** Data **
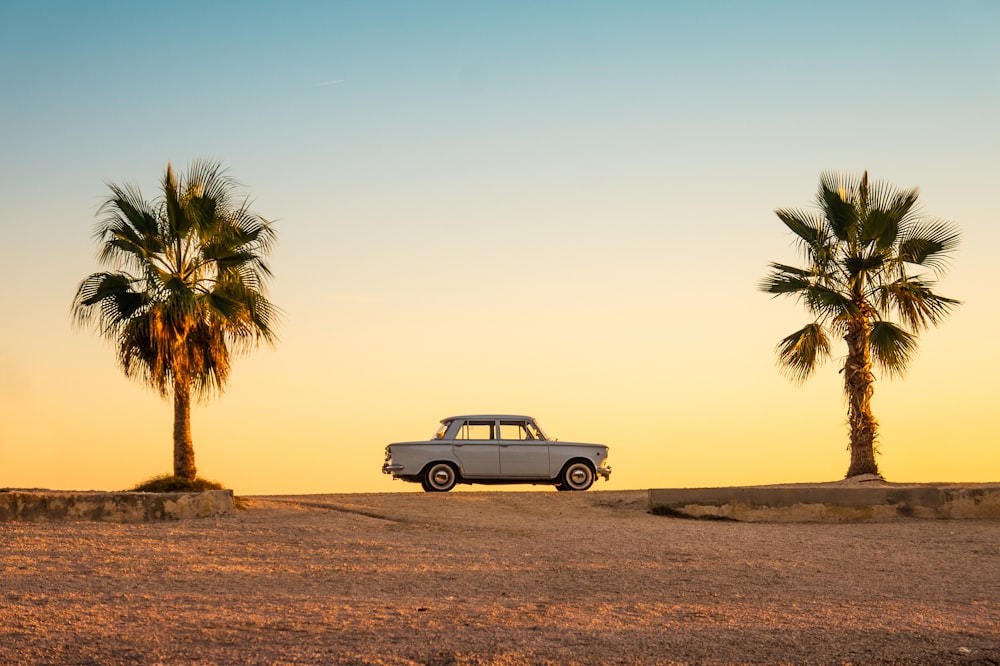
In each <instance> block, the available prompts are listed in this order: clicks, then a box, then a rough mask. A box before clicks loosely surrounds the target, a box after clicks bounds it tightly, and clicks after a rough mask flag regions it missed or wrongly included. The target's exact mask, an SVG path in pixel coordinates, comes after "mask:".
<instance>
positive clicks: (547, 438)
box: [526, 421, 548, 440]
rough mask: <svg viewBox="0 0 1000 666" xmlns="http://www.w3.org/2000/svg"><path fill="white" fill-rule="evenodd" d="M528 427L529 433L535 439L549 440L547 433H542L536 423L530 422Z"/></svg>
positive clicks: (542, 432) (527, 423) (532, 421)
mask: <svg viewBox="0 0 1000 666" xmlns="http://www.w3.org/2000/svg"><path fill="white" fill-rule="evenodd" d="M526 425H527V427H528V432H529V433H530V434H531V436H532V437H534V438H535V439H542V440H545V439H548V437H547V436H546V435H545V433H544V432H542V429H541V428H539V427H538V424H537V423H535V422H534V421H528V423H527V424H526Z"/></svg>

** What you need to do **
Give back the whole listing exactly as written. Do not include any picture.

** Finished exercise **
In each <instance> block, the available prompts are listed in this order: clicks, then a box, then a rough mask. A box before clicks loosely surrounds the target, a box after clicks bounds it tightly, and clicks after a rough mask flag regions it missed or wrongly included. The target's exact mask, an SVG path in pixel coordinates, comes after "mask:".
<instance>
positive clicks: (547, 438)
box: [526, 421, 548, 440]
rough mask: <svg viewBox="0 0 1000 666" xmlns="http://www.w3.org/2000/svg"><path fill="white" fill-rule="evenodd" d="M528 427L529 433L535 439L549 440L547 433H542L536 423L530 422Z"/></svg>
positive clicks: (542, 432) (527, 423) (532, 421)
mask: <svg viewBox="0 0 1000 666" xmlns="http://www.w3.org/2000/svg"><path fill="white" fill-rule="evenodd" d="M526 425H527V427H528V432H529V433H530V434H531V436H532V437H534V438H535V439H542V440H545V439H548V437H547V436H546V435H545V433H544V432H542V429H541V428H539V427H538V424H537V423H535V422H534V421H528V423H527V424H526Z"/></svg>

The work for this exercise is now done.